Supplied text:
● ● ● ● ● ● ●
Apartment buildings in inner-city locations typically house not only apartments but also shops and businesses, which share both a common drinking water installation as well as the facilities provided by this drinking water installation. There various types of usage also give rise to a wide range of requirements. For the company managing a large apartment building, it is especially important to raise tenant awareness about action to maintain water quality. For this reason, the tenancy agreement itself should include a clause that requires the tenant to take steps to ensure a regular and complete exchange of water. In the following, hygiene expert Dr Peter Arens summarises some key aspects.

Room schedule is critical when planning apartment building drinking water installations

There is still something yeti-like about the room schedule (cf. VDI 3810 Part 2, VDI 6023 Part 3) for the HVAC and sanitation industry. Many have heard of it, but fewer believe they have actually seen one. And yet, it is made available to every planner – though maybe not under this name – and includes the room requirements and the fit-out spec from the client. However, before these are entered, general requirements for the type and scope of usage (fig. 1) are typically queried, as per the VDI template in annex A. This is because these general requirements influence all of the fit-out items that involve the use of water. Consequently, the second line in the room schedule should be used to specify the typical usage times and days. One line down, and the subject here is potential interruptions in use, such as will be the case in mixed-use properties, apartment buildings or schools, and one line further on, whether accessibility is required.

These general questions work to initiate the dialogue between the fit-out planner and the apartment building client, and offer a good opportunity to raise the issue of measures for maintaining water quality with this client. Not least because VDI 6023 Part 1, “5.3.1 Minimum content requirements for the room schedule” reads as follows:

“Specified normal operation must be must properly planned here, so as to ensure that a complete exchange of water takes place at each usage point in the drinking water installation by drawing-off within a maximum of 72 hours. The room schedule must also take into account that a failure to exchange water for more than 72 hours is considered a service outage. This must be avoided or compensated for by means of technical and/or organisational measures (VDI 3810 Part 2*VDI 6023 Part 3).”
● ● ● ● ● ● ●
Tasks to carry out:
a. The article on apartment building drinking water installations names the kinds of property where interruptions in use can occur. List all of them.
b. From the article on apartment building drinking water installations, reproduce the passage that begins at the words "Apartment buildings in" and stops after the words "some key aspects.".
c. In the article on apartment building drinking water installations, what is the maximum time allowed for a complete exchange of water at each usage point?
● ● ● ● ● ● ●
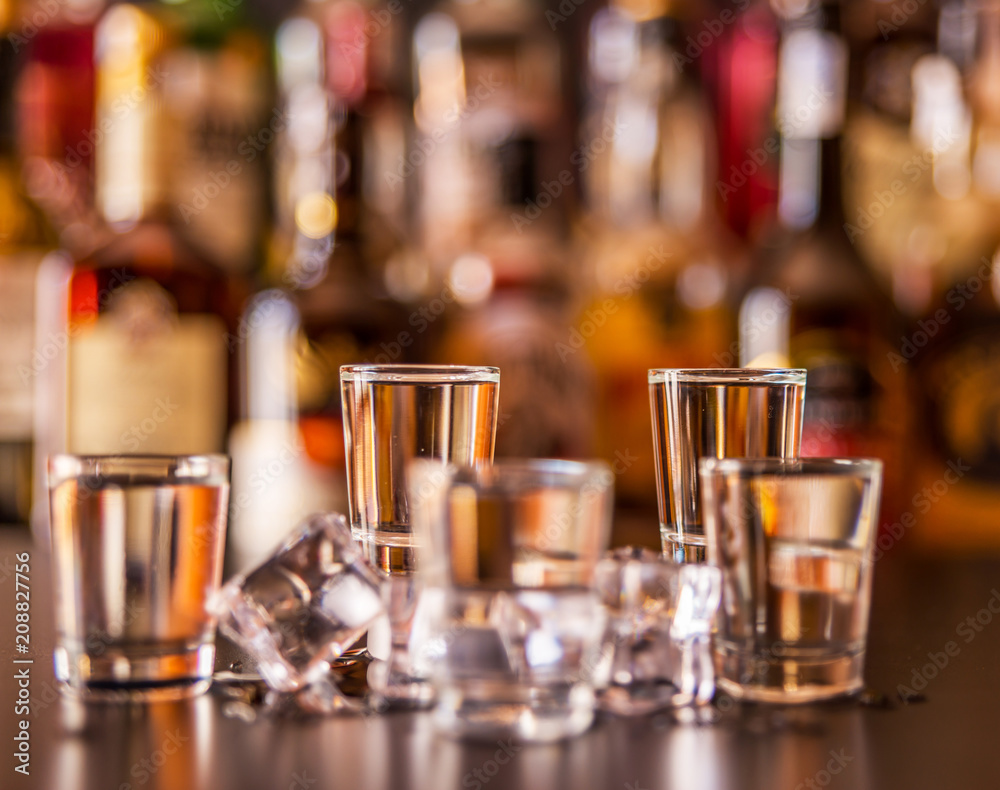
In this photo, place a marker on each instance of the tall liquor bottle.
(661, 263)
(149, 320)
(24, 239)
(815, 303)
(55, 105)
(327, 260)
(914, 211)
(495, 178)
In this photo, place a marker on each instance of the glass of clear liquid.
(394, 414)
(715, 413)
(793, 539)
(516, 638)
(137, 546)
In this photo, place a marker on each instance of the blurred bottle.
(55, 106)
(495, 178)
(815, 304)
(913, 211)
(660, 261)
(329, 254)
(25, 237)
(740, 74)
(216, 99)
(148, 322)
(954, 345)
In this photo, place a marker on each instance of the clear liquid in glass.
(810, 640)
(389, 423)
(712, 419)
(137, 561)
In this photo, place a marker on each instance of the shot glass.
(660, 626)
(793, 539)
(715, 413)
(137, 546)
(511, 550)
(394, 414)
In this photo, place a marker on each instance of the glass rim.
(419, 374)
(790, 466)
(560, 471)
(728, 375)
(196, 466)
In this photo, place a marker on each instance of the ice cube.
(304, 605)
(659, 629)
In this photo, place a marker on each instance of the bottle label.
(144, 380)
(221, 141)
(812, 85)
(18, 367)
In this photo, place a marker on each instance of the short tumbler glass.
(137, 545)
(793, 539)
(392, 415)
(715, 413)
(519, 628)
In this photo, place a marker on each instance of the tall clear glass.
(793, 539)
(137, 545)
(715, 413)
(394, 414)
(517, 630)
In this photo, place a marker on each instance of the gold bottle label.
(143, 379)
(18, 365)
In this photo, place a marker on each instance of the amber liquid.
(136, 562)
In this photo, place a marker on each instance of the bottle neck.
(809, 191)
(812, 91)
(10, 63)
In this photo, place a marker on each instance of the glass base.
(641, 698)
(536, 714)
(788, 681)
(134, 674)
(684, 548)
(397, 689)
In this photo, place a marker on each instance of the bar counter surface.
(935, 629)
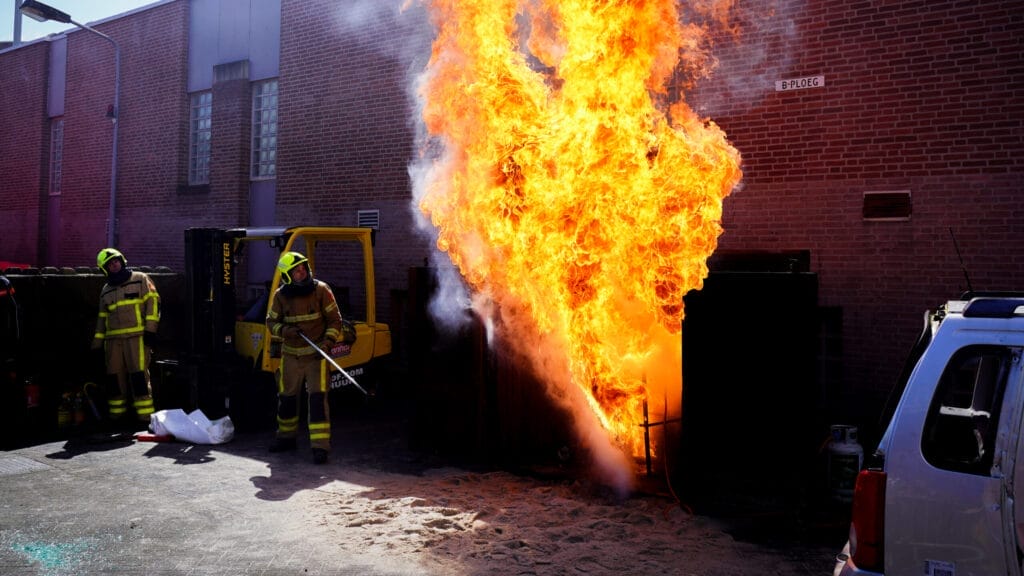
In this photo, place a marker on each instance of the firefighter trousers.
(295, 370)
(128, 377)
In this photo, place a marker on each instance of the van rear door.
(947, 499)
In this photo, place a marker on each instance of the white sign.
(800, 83)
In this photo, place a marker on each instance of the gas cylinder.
(79, 410)
(31, 394)
(846, 456)
(65, 411)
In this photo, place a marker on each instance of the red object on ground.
(148, 437)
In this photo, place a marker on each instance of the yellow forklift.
(229, 358)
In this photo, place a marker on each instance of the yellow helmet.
(105, 255)
(288, 262)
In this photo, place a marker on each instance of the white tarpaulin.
(194, 426)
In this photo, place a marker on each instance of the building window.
(199, 137)
(56, 155)
(264, 163)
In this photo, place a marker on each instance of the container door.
(946, 488)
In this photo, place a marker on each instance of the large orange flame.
(571, 194)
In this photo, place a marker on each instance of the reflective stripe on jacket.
(316, 314)
(129, 309)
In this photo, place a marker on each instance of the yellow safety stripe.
(297, 351)
(320, 430)
(154, 316)
(288, 424)
(117, 406)
(301, 318)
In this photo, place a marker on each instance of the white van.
(939, 496)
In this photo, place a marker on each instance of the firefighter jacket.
(127, 310)
(314, 312)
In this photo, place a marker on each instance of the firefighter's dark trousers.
(128, 378)
(295, 370)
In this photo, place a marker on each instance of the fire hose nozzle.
(328, 358)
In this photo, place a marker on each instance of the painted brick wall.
(151, 152)
(922, 96)
(24, 147)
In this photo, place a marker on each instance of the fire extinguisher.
(31, 395)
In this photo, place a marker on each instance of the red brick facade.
(924, 97)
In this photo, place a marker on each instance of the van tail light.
(868, 521)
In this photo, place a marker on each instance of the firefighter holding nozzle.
(303, 305)
(126, 331)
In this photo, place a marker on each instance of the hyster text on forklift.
(229, 278)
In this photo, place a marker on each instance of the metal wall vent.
(887, 205)
(369, 218)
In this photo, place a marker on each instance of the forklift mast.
(210, 283)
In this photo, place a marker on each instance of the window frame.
(263, 155)
(200, 124)
(55, 183)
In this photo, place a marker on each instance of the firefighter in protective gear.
(303, 305)
(126, 330)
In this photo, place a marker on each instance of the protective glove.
(347, 332)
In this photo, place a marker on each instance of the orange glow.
(571, 194)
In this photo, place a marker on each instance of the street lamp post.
(42, 12)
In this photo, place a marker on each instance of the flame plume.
(571, 194)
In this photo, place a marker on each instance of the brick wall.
(24, 147)
(924, 97)
(346, 135)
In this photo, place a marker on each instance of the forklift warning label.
(337, 380)
(800, 83)
(939, 568)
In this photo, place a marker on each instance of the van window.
(960, 430)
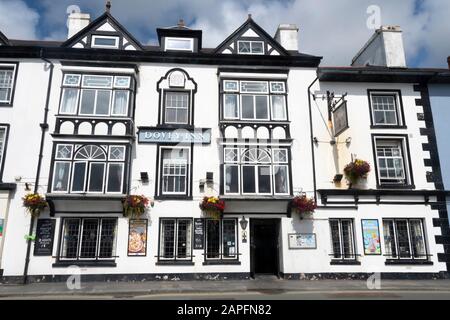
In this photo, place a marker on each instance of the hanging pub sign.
(302, 241)
(371, 237)
(199, 233)
(137, 238)
(45, 230)
(157, 135)
(340, 118)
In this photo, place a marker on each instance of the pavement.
(266, 288)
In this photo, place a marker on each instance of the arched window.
(89, 168)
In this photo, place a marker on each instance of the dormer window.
(107, 42)
(250, 47)
(179, 44)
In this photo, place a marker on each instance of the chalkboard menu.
(199, 233)
(45, 230)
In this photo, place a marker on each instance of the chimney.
(287, 36)
(384, 48)
(76, 22)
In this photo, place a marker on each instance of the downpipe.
(44, 127)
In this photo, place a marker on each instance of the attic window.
(250, 47)
(179, 44)
(105, 42)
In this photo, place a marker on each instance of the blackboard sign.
(199, 233)
(45, 230)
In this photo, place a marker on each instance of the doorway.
(264, 246)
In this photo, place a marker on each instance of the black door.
(264, 246)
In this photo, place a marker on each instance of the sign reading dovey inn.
(159, 135)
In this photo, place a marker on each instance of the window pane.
(231, 109)
(61, 176)
(264, 179)
(262, 110)
(335, 238)
(97, 81)
(167, 249)
(278, 108)
(70, 238)
(347, 239)
(89, 238)
(229, 238)
(107, 238)
(281, 179)
(184, 239)
(115, 177)
(103, 101)
(231, 179)
(120, 107)
(417, 238)
(212, 239)
(248, 179)
(389, 239)
(78, 176)
(87, 102)
(247, 107)
(404, 249)
(69, 101)
(96, 177)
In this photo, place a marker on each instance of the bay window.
(89, 168)
(175, 242)
(96, 95)
(404, 239)
(257, 171)
(221, 239)
(254, 100)
(88, 239)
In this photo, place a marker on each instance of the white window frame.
(8, 67)
(161, 168)
(398, 115)
(168, 39)
(405, 161)
(95, 37)
(341, 239)
(175, 242)
(251, 47)
(254, 107)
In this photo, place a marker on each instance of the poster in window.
(371, 237)
(302, 241)
(340, 119)
(137, 238)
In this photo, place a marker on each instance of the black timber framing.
(436, 174)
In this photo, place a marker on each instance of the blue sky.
(333, 29)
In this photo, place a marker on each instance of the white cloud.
(333, 29)
(18, 21)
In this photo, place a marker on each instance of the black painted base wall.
● ● ● ● ● ● ●
Answers to the exercise:
a.
- Mixed-use properties
- Apartment buildings
- Schools

b.
Apartment buildings in inner-city locations typically house not only apartments but also shops and businesses, which share both a common drinking water installation as well as the facilities provided by this drinking water installation. There various types of usage also give rise to a wide range of requirements. For the company managing a large apartment building, it is especially important to raise tenant awareness about action to maintain water quality. For this reason, the tenancy agreement itself should include a clause that requires the tenant to take steps to ensure a regular and complete exchange of water. In the following, hygiene expert Dr Peter Arens summarises some key aspects.

c. 72 hours.